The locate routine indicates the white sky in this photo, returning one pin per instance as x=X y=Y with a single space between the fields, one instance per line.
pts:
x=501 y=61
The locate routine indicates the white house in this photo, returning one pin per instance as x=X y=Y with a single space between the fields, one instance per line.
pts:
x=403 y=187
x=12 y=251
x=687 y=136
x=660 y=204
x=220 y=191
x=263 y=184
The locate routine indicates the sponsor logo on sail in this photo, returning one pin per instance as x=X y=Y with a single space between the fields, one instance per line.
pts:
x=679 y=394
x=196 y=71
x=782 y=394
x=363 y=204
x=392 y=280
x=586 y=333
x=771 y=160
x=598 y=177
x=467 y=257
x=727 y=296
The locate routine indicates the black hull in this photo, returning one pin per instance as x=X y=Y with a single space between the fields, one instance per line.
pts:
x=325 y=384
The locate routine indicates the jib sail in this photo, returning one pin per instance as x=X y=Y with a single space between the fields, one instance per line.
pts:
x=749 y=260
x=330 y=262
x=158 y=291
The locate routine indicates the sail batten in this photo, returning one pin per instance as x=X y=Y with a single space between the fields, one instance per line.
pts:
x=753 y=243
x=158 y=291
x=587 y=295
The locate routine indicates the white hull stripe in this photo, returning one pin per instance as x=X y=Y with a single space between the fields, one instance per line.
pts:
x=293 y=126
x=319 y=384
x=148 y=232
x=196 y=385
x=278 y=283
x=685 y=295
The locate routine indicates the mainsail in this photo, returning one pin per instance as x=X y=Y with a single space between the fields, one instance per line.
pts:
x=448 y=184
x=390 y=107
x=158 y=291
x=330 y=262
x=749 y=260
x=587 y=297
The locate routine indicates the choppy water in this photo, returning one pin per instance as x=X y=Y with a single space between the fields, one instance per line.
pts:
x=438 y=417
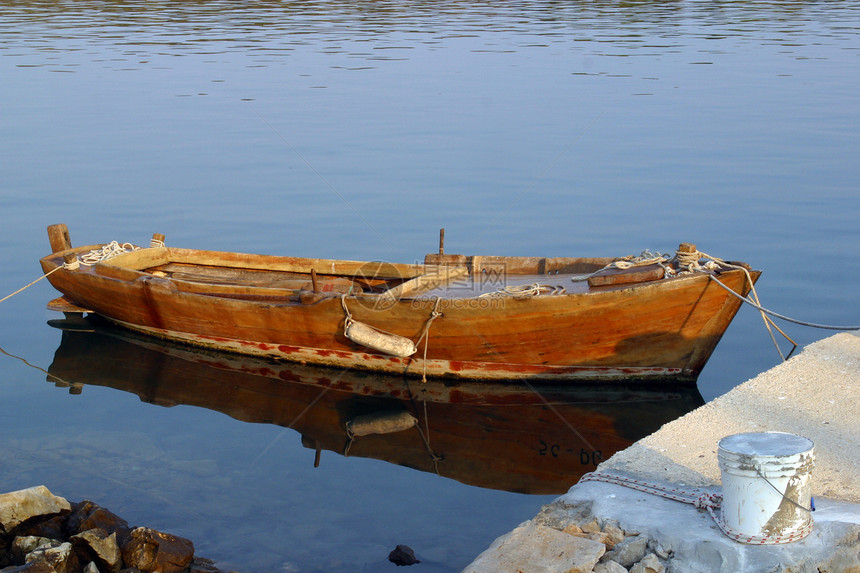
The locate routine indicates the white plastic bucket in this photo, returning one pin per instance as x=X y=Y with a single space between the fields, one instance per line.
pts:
x=766 y=486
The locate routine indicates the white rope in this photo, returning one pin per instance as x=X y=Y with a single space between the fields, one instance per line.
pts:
x=71 y=266
x=108 y=251
x=533 y=289
x=645 y=258
x=704 y=500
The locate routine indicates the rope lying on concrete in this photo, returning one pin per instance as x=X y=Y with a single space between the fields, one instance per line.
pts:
x=702 y=500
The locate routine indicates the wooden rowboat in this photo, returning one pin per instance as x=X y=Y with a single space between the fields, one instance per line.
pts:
x=518 y=436
x=474 y=317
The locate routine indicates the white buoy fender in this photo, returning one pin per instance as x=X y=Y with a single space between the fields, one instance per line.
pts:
x=369 y=337
x=766 y=484
x=380 y=423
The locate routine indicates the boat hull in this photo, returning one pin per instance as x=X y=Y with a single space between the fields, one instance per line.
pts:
x=658 y=330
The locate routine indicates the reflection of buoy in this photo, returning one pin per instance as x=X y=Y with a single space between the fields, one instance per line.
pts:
x=380 y=423
x=369 y=337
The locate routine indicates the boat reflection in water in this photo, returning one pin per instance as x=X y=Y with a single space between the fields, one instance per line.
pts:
x=520 y=436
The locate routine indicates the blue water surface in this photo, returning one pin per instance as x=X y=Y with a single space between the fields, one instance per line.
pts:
x=358 y=131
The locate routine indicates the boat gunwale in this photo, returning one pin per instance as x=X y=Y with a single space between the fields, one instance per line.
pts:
x=133 y=265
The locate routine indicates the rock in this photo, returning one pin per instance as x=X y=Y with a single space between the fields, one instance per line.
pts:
x=25 y=544
x=660 y=550
x=87 y=515
x=52 y=527
x=609 y=567
x=18 y=507
x=60 y=558
x=99 y=547
x=535 y=547
x=614 y=533
x=403 y=555
x=628 y=552
x=649 y=564
x=150 y=550
x=36 y=567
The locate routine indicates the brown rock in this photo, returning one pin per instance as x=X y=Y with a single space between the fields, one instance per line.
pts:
x=25 y=544
x=99 y=547
x=615 y=533
x=403 y=555
x=35 y=567
x=87 y=515
x=150 y=550
x=61 y=558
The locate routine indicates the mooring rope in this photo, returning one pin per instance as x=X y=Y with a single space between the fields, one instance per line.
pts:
x=702 y=500
x=425 y=335
x=108 y=251
x=533 y=289
x=781 y=316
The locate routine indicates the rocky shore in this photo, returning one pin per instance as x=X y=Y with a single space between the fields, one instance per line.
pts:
x=608 y=528
x=44 y=533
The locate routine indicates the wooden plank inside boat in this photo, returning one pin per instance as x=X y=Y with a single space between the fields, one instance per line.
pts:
x=611 y=277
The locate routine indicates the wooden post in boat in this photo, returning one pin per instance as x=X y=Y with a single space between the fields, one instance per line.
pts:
x=70 y=258
x=687 y=248
x=58 y=235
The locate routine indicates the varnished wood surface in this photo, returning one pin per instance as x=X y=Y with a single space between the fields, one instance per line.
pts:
x=257 y=302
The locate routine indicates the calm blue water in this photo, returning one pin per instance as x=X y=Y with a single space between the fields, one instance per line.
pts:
x=357 y=131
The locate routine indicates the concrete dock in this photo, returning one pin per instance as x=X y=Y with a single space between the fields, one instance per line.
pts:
x=609 y=528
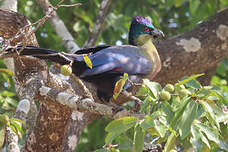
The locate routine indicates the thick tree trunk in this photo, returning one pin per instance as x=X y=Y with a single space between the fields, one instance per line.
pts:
x=196 y=51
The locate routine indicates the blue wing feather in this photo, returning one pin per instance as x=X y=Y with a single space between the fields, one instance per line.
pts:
x=131 y=61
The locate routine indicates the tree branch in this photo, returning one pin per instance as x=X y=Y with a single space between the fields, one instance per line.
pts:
x=103 y=12
x=196 y=51
x=59 y=26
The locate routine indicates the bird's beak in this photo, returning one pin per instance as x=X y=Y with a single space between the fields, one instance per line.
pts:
x=156 y=33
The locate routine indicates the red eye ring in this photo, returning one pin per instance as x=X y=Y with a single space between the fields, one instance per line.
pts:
x=146 y=29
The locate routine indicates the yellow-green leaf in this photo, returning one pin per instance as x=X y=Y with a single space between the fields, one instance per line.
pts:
x=119 y=86
x=2 y=136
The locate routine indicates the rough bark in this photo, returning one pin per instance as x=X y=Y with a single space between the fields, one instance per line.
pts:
x=196 y=51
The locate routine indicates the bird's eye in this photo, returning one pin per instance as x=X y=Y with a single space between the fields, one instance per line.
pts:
x=146 y=29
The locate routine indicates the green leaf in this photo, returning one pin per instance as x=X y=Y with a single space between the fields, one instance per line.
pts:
x=102 y=150
x=211 y=135
x=7 y=93
x=178 y=3
x=154 y=87
x=188 y=116
x=210 y=112
x=110 y=137
x=195 y=140
x=189 y=79
x=160 y=127
x=148 y=121
x=119 y=86
x=139 y=139
x=192 y=83
x=170 y=144
x=2 y=135
x=142 y=91
x=11 y=101
x=124 y=142
x=121 y=125
x=7 y=71
x=194 y=5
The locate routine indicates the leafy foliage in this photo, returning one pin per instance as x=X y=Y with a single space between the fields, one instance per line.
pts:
x=164 y=119
x=195 y=119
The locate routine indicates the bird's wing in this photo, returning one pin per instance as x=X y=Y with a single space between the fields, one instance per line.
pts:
x=119 y=59
x=47 y=54
x=91 y=49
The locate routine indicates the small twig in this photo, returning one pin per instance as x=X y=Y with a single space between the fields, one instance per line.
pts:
x=103 y=12
x=60 y=28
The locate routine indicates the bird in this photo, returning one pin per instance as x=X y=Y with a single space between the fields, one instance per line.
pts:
x=139 y=59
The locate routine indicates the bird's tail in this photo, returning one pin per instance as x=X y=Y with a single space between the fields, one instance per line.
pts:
x=44 y=53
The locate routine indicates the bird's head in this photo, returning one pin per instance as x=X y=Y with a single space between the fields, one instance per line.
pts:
x=142 y=30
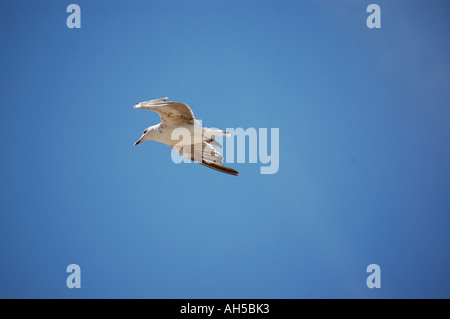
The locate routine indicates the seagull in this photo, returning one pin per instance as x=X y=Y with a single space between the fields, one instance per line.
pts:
x=177 y=119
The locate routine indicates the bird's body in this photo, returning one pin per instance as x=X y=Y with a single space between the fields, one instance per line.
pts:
x=180 y=130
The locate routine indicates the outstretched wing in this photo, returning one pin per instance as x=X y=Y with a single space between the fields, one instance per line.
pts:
x=171 y=113
x=206 y=155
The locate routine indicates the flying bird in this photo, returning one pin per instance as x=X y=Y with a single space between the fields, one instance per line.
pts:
x=177 y=120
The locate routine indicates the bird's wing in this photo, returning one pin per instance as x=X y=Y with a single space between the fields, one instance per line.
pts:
x=171 y=113
x=206 y=155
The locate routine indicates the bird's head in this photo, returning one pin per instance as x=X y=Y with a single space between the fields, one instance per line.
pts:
x=147 y=135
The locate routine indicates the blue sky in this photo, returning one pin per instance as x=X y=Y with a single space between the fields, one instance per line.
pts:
x=364 y=128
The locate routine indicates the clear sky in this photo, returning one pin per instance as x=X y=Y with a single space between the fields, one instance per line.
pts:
x=364 y=175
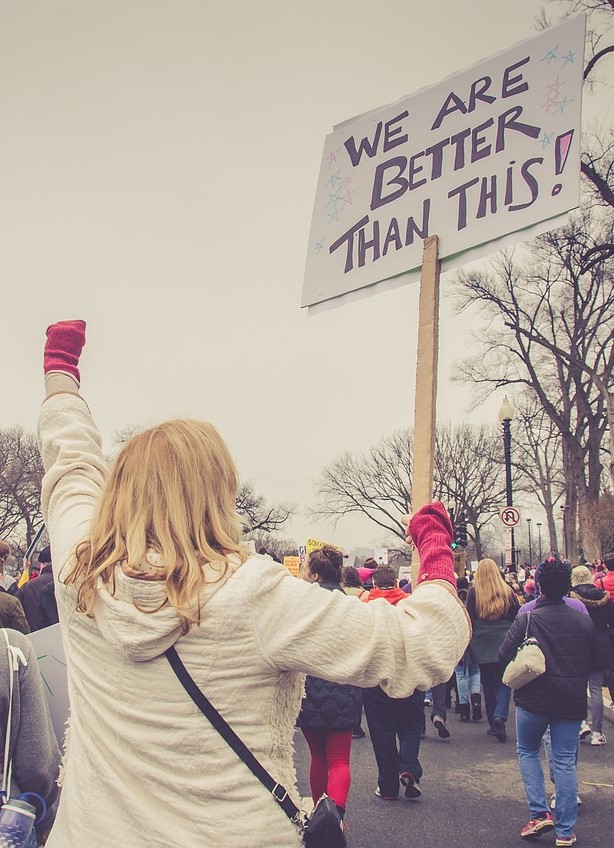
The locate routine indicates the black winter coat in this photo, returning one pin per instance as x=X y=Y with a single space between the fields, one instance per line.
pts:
x=601 y=611
x=567 y=638
x=328 y=705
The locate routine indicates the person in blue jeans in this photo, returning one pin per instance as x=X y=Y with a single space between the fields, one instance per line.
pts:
x=390 y=719
x=492 y=607
x=557 y=700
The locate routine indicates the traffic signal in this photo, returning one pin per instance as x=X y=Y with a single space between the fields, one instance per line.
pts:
x=462 y=532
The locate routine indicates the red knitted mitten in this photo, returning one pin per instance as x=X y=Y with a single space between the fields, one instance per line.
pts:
x=65 y=341
x=432 y=533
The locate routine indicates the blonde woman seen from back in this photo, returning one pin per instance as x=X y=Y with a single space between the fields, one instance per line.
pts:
x=149 y=556
x=492 y=607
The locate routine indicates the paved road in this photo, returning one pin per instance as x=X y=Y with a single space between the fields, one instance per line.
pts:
x=472 y=794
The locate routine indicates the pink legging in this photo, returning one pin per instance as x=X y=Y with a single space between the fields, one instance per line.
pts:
x=330 y=763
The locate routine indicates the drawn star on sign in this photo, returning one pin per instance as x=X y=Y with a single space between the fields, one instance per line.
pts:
x=547 y=139
x=563 y=103
x=555 y=87
x=333 y=200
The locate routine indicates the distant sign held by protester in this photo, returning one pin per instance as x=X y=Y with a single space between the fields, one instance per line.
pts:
x=487 y=153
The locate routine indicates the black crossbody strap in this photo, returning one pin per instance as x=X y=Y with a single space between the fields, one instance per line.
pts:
x=227 y=733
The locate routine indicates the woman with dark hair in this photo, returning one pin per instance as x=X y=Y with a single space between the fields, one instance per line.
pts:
x=556 y=701
x=351 y=583
x=330 y=711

============

### Task
Output each line of the listing above that has "surface".

### Result
The locate routine indicates the blue water surface in this photo, returning one pin per instance as x=X y=Y with a single space between the fields, one instance per line.
The locate routine indicates the varnished wood surface in this photo, returning one pin per instance as x=X y=Y with a single space between the fields, one instance per line.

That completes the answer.